• **What the task asks**: The response should consist of the data reproduced word for word.

• **Data records**:
□ □ □ □ □ □ □

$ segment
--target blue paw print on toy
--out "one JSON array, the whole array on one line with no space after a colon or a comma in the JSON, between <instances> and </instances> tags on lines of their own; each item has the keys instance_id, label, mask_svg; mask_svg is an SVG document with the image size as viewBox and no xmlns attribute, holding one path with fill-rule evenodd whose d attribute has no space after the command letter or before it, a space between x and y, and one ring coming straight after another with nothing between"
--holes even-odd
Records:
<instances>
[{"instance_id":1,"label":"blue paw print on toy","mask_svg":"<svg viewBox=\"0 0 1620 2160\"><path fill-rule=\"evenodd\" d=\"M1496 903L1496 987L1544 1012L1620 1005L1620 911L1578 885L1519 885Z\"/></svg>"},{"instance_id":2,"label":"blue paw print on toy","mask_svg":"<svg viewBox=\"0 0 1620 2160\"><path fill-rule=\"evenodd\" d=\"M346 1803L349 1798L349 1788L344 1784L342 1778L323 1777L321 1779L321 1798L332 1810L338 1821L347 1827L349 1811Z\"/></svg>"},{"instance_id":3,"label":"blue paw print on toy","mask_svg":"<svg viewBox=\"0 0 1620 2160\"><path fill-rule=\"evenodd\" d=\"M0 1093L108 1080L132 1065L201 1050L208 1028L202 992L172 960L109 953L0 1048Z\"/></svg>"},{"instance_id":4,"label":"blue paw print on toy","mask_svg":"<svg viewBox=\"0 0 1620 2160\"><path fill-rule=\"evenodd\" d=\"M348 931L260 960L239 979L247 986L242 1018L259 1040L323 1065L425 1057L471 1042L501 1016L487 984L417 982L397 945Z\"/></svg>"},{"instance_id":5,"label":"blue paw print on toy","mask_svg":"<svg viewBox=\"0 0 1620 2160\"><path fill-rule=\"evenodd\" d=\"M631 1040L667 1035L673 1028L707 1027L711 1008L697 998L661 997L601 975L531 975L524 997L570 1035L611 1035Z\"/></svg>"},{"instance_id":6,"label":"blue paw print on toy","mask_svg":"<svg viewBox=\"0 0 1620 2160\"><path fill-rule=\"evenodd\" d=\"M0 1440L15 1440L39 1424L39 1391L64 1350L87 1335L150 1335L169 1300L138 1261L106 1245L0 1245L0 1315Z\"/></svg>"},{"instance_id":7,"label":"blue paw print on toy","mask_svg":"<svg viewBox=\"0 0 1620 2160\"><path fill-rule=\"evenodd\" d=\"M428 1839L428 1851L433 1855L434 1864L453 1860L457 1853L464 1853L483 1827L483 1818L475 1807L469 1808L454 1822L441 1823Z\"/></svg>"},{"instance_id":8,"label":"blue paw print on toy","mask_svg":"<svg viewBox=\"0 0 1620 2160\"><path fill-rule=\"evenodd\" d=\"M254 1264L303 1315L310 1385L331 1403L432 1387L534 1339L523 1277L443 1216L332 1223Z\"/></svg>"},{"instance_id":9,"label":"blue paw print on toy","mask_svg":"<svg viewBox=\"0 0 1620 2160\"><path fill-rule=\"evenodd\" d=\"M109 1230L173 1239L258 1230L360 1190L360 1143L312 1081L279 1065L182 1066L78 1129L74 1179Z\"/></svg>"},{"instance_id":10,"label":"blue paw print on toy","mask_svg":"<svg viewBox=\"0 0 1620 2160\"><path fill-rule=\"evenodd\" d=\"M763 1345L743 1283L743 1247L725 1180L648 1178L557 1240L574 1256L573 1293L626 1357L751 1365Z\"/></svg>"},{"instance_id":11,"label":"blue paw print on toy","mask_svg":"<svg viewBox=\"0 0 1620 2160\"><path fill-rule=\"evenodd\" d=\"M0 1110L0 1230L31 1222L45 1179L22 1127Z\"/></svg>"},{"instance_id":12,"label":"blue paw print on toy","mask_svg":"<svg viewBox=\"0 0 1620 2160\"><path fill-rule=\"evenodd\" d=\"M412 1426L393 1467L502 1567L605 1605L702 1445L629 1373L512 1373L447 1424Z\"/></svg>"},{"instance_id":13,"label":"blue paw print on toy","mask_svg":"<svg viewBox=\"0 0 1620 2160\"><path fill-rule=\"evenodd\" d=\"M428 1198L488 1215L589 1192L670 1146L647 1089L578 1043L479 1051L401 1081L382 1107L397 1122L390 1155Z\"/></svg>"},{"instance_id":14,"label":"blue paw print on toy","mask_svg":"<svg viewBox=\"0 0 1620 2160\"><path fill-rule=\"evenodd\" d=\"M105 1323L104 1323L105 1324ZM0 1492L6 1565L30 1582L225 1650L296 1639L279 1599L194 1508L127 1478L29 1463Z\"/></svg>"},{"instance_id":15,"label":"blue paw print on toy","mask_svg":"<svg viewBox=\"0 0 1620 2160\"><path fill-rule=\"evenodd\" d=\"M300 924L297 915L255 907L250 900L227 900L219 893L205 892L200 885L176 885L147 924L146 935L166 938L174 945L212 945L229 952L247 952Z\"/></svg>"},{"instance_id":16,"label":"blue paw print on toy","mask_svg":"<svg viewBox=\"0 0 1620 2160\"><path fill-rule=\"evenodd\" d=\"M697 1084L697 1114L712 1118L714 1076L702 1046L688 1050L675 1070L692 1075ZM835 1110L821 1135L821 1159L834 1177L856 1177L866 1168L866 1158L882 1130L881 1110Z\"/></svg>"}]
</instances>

□ □ □ □ □ □ □

• **Result**:
$ segment
--target blue paw print on toy
--out "one JSON array, the whole array on one line with no space after a colon or a comma in the JSON, between <instances> and </instances> tags on lines of their own; each item has the keys instance_id, label, mask_svg; mask_svg is an SVG document with the image size as viewBox and no xmlns attribute, holding one path with fill-rule evenodd whose d attribute has no space after the command letter or before it, a space between x and y, and one ring coming straight after another with nothing between"
--holes even-odd
Records:
<instances>
[{"instance_id":1,"label":"blue paw print on toy","mask_svg":"<svg viewBox=\"0 0 1620 2160\"><path fill-rule=\"evenodd\" d=\"M1496 903L1496 987L1544 1012L1620 1005L1620 911L1578 885L1519 885Z\"/></svg>"},{"instance_id":2,"label":"blue paw print on toy","mask_svg":"<svg viewBox=\"0 0 1620 2160\"><path fill-rule=\"evenodd\" d=\"M346 1803L349 1798L349 1788L344 1784L342 1778L323 1777L321 1779L321 1798L332 1810L338 1821L347 1827L349 1811Z\"/></svg>"},{"instance_id":3,"label":"blue paw print on toy","mask_svg":"<svg viewBox=\"0 0 1620 2160\"><path fill-rule=\"evenodd\" d=\"M0 1093L108 1080L132 1065L201 1050L208 1028L202 992L172 960L109 953L0 1048Z\"/></svg>"},{"instance_id":4,"label":"blue paw print on toy","mask_svg":"<svg viewBox=\"0 0 1620 2160\"><path fill-rule=\"evenodd\" d=\"M348 931L260 960L239 979L247 986L242 1018L259 1040L323 1065L425 1057L471 1042L501 1016L487 984L417 982L397 945Z\"/></svg>"},{"instance_id":5,"label":"blue paw print on toy","mask_svg":"<svg viewBox=\"0 0 1620 2160\"><path fill-rule=\"evenodd\" d=\"M631 1040L667 1035L673 1028L707 1027L711 1008L697 998L661 997L601 975L531 975L524 997L570 1035L611 1035Z\"/></svg>"},{"instance_id":6,"label":"blue paw print on toy","mask_svg":"<svg viewBox=\"0 0 1620 2160\"><path fill-rule=\"evenodd\" d=\"M0 1440L15 1440L39 1424L39 1391L64 1350L87 1335L150 1335L169 1300L138 1261L106 1245L0 1245L0 1315Z\"/></svg>"},{"instance_id":7,"label":"blue paw print on toy","mask_svg":"<svg viewBox=\"0 0 1620 2160\"><path fill-rule=\"evenodd\" d=\"M428 1839L428 1851L433 1855L434 1864L453 1860L457 1853L464 1853L483 1827L483 1818L475 1807L469 1808L454 1822L441 1823Z\"/></svg>"},{"instance_id":8,"label":"blue paw print on toy","mask_svg":"<svg viewBox=\"0 0 1620 2160\"><path fill-rule=\"evenodd\" d=\"M254 1264L303 1315L310 1385L331 1403L432 1387L534 1339L523 1277L443 1216L332 1223Z\"/></svg>"},{"instance_id":9,"label":"blue paw print on toy","mask_svg":"<svg viewBox=\"0 0 1620 2160\"><path fill-rule=\"evenodd\" d=\"M109 1230L173 1239L258 1230L360 1190L360 1143L312 1081L279 1065L182 1066L78 1129L74 1179Z\"/></svg>"},{"instance_id":10,"label":"blue paw print on toy","mask_svg":"<svg viewBox=\"0 0 1620 2160\"><path fill-rule=\"evenodd\" d=\"M763 1345L743 1283L743 1247L725 1180L648 1178L557 1240L574 1256L573 1293L626 1357L751 1365Z\"/></svg>"},{"instance_id":11,"label":"blue paw print on toy","mask_svg":"<svg viewBox=\"0 0 1620 2160\"><path fill-rule=\"evenodd\" d=\"M0 1110L0 1230L31 1222L45 1179L22 1127Z\"/></svg>"},{"instance_id":12,"label":"blue paw print on toy","mask_svg":"<svg viewBox=\"0 0 1620 2160\"><path fill-rule=\"evenodd\" d=\"M412 1426L393 1467L502 1567L605 1605L702 1445L629 1373L512 1373L447 1424Z\"/></svg>"},{"instance_id":13,"label":"blue paw print on toy","mask_svg":"<svg viewBox=\"0 0 1620 2160\"><path fill-rule=\"evenodd\" d=\"M428 1198L488 1215L589 1192L670 1146L647 1089L578 1043L479 1051L401 1081L382 1107L397 1122L390 1155Z\"/></svg>"},{"instance_id":14,"label":"blue paw print on toy","mask_svg":"<svg viewBox=\"0 0 1620 2160\"><path fill-rule=\"evenodd\" d=\"M105 1323L104 1323L105 1324ZM0 1492L6 1565L30 1582L225 1650L296 1639L279 1599L194 1508L127 1478L29 1463Z\"/></svg>"},{"instance_id":15,"label":"blue paw print on toy","mask_svg":"<svg viewBox=\"0 0 1620 2160\"><path fill-rule=\"evenodd\" d=\"M300 924L297 915L255 907L250 900L227 900L219 893L205 892L200 885L176 885L147 924L146 935L166 938L174 945L212 945L229 952L247 952Z\"/></svg>"},{"instance_id":16,"label":"blue paw print on toy","mask_svg":"<svg viewBox=\"0 0 1620 2160\"><path fill-rule=\"evenodd\" d=\"M697 1084L697 1114L712 1118L714 1076L702 1046L688 1050L675 1070L692 1075ZM835 1110L821 1135L821 1159L834 1177L856 1177L866 1168L866 1158L882 1130L881 1110Z\"/></svg>"}]
</instances>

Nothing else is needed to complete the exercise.